### Problem to work on
Could you retype every line of the records below word for word, leaving the pictures out?

### Data excerpts

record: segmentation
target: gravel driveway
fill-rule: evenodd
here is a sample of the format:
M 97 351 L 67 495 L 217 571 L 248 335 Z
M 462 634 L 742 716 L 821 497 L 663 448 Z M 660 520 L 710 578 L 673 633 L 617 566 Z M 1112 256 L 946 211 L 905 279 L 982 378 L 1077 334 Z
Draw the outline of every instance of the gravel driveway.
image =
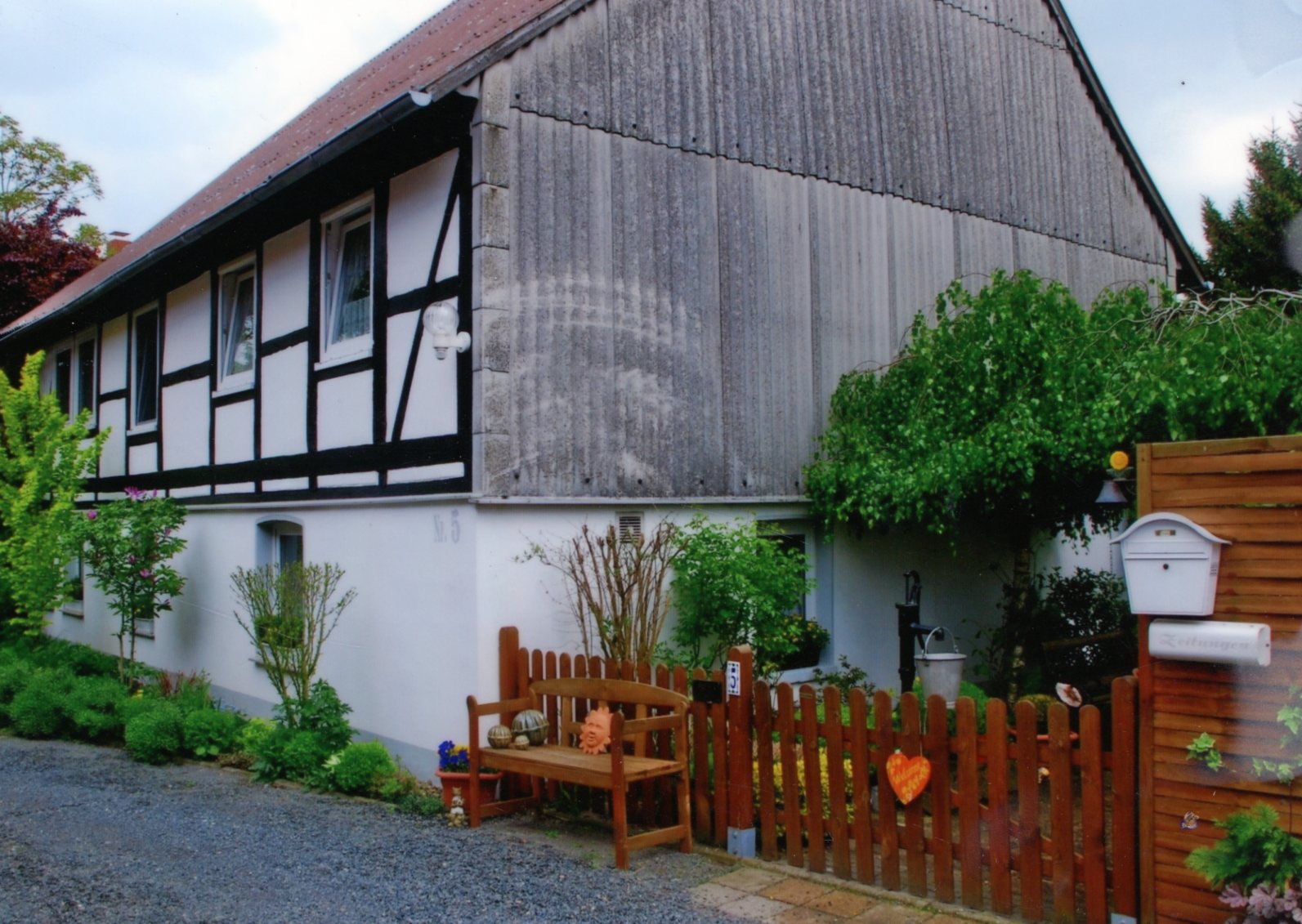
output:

### Completed task
record: segmentation
target: gravel driveway
fill-rule: evenodd
here is a sample of the format:
M 97 351 L 67 495 L 217 571 L 248 335 Z
M 462 634 L 742 716 L 821 497 L 663 448 Z M 660 520 L 710 578 L 673 633 L 617 566 Z M 1112 256 L 946 211 L 905 279 L 982 378 L 1077 334 Z
Draw the outline of every instance of the gravel driveway.
image =
output:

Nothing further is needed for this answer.